**WORK INSTRUCTION:** Go through the entries and say how many lines contain the string "post". The number is the whole answer.

GIVEN RECORDS section start

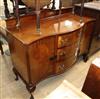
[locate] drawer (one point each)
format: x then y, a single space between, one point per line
66 52
68 39
61 66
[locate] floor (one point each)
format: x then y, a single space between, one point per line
11 89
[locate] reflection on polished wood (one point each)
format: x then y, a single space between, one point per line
36 57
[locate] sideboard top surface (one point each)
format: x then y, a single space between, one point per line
27 34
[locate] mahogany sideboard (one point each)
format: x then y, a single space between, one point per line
36 56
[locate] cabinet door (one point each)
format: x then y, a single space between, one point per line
41 57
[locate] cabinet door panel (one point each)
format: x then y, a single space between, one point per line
39 55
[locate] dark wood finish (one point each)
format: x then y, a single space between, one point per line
95 40
36 57
91 86
1 48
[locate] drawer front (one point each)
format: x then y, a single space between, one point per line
61 66
66 52
68 39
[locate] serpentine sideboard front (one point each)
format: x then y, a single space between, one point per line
36 56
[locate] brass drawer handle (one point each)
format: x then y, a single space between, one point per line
62 53
53 58
62 66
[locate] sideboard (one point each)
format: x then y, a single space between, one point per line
36 56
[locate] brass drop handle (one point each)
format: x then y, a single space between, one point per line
53 58
63 42
62 53
62 66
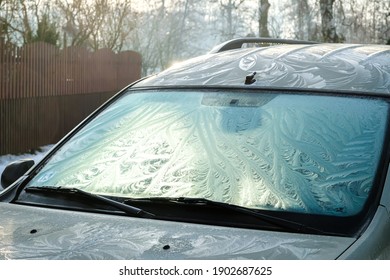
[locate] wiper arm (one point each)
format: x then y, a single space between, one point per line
279 222
128 209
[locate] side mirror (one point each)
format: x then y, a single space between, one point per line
14 171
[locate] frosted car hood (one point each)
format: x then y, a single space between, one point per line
38 233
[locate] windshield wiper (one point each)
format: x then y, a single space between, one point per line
128 209
276 221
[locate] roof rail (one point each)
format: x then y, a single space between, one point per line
237 43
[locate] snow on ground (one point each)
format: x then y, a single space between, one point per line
38 155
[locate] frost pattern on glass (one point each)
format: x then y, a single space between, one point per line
297 153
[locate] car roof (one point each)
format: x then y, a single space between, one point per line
346 67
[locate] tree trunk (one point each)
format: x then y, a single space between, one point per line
264 6
328 27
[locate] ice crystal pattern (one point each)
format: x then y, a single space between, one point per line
297 152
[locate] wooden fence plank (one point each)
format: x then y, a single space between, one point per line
45 92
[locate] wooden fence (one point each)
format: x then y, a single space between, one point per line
45 91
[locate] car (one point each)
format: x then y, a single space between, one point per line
260 149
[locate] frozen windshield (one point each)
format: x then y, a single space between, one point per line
283 152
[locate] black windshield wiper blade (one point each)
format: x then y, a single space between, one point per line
279 222
128 209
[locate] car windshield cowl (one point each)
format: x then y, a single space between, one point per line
128 209
284 224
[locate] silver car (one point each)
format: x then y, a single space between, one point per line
260 149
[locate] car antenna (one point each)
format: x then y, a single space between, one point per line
250 79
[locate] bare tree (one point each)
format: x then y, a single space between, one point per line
329 33
264 6
229 7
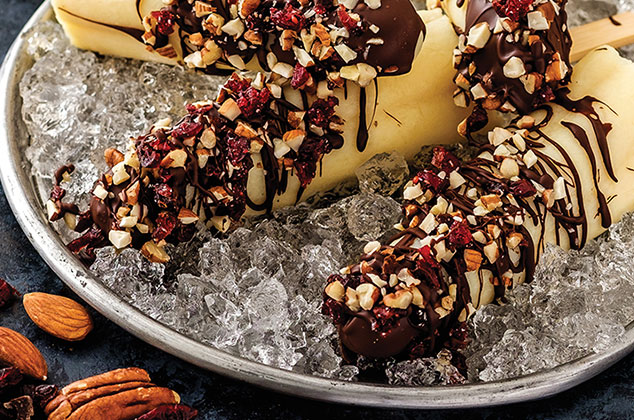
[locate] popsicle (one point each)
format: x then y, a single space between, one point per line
307 142
472 230
511 54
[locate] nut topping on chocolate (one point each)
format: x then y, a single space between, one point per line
307 39
513 54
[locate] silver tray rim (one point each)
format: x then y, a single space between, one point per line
20 190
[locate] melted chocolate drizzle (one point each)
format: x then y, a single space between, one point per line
486 65
382 332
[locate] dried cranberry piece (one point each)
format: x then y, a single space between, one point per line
432 180
9 377
170 412
237 84
385 317
477 119
252 101
460 235
288 18
164 196
346 20
513 9
187 129
300 77
197 109
165 224
7 294
445 160
148 158
165 21
523 188
334 310
321 111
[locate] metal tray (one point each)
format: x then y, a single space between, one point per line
20 189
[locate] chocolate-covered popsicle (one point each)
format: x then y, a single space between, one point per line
511 55
471 230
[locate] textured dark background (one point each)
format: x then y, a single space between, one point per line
609 396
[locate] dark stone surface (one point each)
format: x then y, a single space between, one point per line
608 396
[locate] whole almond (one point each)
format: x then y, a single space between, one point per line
59 316
16 350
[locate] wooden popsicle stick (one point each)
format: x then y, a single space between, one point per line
617 31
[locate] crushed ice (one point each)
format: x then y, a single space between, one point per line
257 293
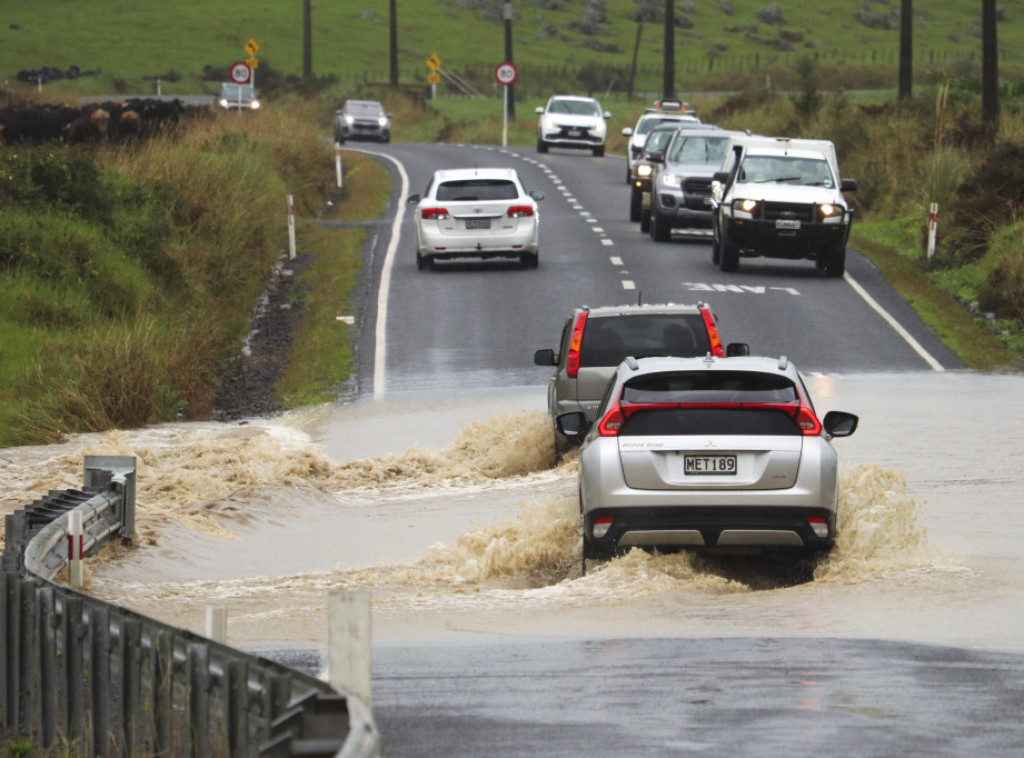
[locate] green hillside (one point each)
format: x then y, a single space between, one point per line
189 44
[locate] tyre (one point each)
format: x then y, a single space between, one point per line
728 253
660 227
636 205
836 263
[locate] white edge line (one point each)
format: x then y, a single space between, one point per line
380 329
894 324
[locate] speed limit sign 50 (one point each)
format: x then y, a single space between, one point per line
241 73
506 74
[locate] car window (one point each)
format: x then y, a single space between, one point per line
577 108
471 190
785 170
607 340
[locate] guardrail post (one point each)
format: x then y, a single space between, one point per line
99 677
199 700
48 665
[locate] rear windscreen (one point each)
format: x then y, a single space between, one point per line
471 190
710 387
607 340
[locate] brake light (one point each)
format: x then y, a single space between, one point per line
611 422
572 363
808 422
716 340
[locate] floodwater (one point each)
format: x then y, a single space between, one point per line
453 515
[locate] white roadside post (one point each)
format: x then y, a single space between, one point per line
75 539
216 623
505 75
933 222
291 228
348 641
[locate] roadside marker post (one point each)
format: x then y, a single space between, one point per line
291 228
933 222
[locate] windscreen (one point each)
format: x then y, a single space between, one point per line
710 387
473 190
607 340
785 170
706 151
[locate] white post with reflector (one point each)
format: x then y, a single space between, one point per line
348 642
291 227
933 222
76 538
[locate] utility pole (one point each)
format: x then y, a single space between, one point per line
906 50
669 81
393 42
510 94
307 41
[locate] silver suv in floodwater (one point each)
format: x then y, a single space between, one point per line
710 455
595 340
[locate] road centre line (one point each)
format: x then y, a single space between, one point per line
893 323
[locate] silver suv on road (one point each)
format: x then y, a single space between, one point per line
595 340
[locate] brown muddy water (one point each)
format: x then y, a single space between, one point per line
454 516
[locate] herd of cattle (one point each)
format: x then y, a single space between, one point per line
112 121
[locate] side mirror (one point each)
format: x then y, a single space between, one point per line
545 358
572 424
840 423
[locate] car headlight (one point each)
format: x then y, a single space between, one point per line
744 208
830 213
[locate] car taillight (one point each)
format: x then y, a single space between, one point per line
611 422
808 422
572 363
716 340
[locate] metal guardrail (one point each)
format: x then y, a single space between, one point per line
108 681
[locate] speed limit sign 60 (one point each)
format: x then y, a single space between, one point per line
506 74
241 73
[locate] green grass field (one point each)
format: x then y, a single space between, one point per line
133 43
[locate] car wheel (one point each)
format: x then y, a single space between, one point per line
836 263
636 205
660 228
529 260
728 252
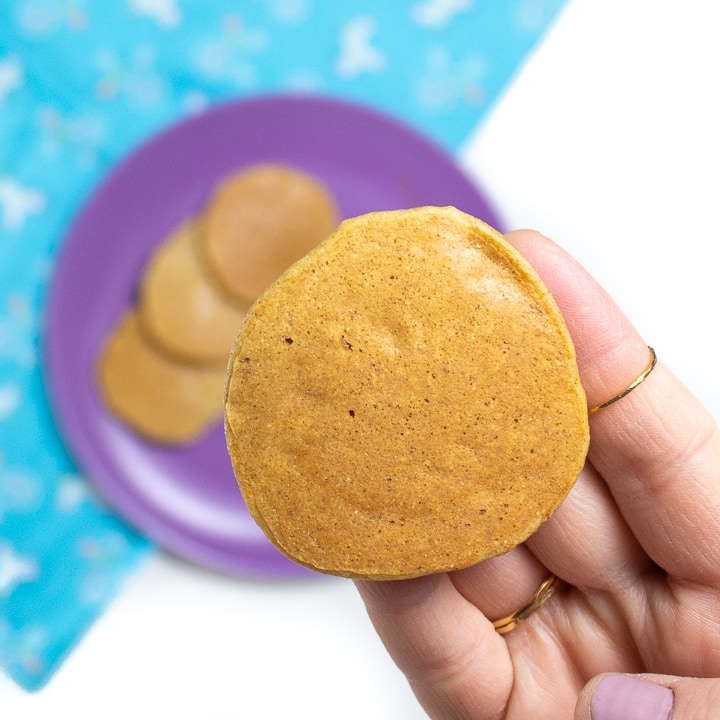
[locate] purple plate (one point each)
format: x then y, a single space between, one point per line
186 499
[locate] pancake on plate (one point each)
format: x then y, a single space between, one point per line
161 399
405 399
181 309
261 220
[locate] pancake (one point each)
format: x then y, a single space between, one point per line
162 400
405 399
179 307
258 222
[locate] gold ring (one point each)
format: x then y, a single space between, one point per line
542 594
650 367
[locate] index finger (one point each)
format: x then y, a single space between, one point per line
658 449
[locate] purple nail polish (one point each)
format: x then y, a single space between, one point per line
620 697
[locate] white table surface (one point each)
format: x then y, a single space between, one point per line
607 141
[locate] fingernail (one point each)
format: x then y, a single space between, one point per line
620 697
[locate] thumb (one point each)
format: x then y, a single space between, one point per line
648 697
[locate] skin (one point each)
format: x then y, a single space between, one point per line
636 544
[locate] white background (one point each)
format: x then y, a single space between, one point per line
607 141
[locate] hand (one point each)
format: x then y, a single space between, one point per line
636 544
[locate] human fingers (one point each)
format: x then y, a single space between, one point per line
450 653
657 449
648 697
587 541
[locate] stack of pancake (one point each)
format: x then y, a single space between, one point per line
163 368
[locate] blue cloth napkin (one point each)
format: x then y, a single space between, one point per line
81 84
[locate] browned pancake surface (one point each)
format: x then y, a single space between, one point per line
163 400
405 399
260 221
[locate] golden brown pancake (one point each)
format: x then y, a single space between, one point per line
405 399
179 307
259 222
162 400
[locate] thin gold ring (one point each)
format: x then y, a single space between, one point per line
650 367
542 594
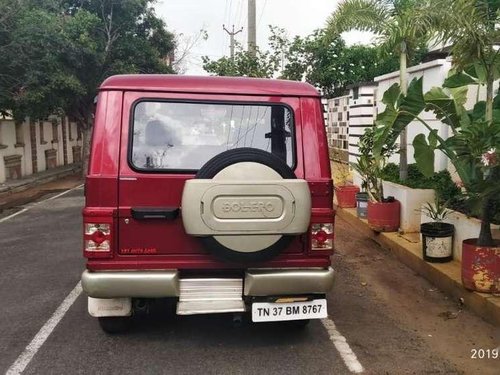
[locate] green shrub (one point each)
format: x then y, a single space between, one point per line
441 182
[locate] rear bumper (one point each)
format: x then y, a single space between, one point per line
159 284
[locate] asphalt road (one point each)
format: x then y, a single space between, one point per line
392 320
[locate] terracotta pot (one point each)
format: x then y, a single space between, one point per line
437 242
480 267
346 195
384 216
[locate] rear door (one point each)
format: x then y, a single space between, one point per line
166 138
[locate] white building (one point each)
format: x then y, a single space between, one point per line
36 146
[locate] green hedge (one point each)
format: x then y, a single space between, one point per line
441 182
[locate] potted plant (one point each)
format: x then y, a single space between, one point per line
473 150
345 191
383 213
437 237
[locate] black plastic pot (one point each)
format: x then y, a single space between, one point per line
362 204
437 241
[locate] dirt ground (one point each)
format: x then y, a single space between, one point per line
440 326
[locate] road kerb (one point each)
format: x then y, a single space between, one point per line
446 276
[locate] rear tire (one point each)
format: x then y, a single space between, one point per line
115 324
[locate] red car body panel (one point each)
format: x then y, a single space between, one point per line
113 187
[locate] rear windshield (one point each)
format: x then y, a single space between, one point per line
183 136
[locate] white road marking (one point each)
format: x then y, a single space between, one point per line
345 351
29 352
37 203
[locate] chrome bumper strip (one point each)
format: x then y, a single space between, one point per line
273 282
145 284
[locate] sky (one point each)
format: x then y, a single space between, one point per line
297 17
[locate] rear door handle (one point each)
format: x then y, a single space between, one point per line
162 213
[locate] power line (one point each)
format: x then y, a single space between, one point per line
261 13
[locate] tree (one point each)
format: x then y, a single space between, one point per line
55 53
111 37
471 27
326 64
401 26
331 66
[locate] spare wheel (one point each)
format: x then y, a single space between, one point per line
246 205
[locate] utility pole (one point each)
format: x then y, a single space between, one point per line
231 35
252 28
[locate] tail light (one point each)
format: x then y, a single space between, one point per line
97 236
322 236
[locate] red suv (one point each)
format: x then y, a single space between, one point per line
215 192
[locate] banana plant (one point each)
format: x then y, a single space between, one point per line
473 147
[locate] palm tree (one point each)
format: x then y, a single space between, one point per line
401 27
471 28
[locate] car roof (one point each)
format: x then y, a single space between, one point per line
207 84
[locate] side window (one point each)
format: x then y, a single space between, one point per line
183 136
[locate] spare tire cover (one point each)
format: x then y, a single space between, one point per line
246 164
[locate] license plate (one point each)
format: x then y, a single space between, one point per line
270 312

GIVEN RECORDS section end

**ANSWER BOX:** 4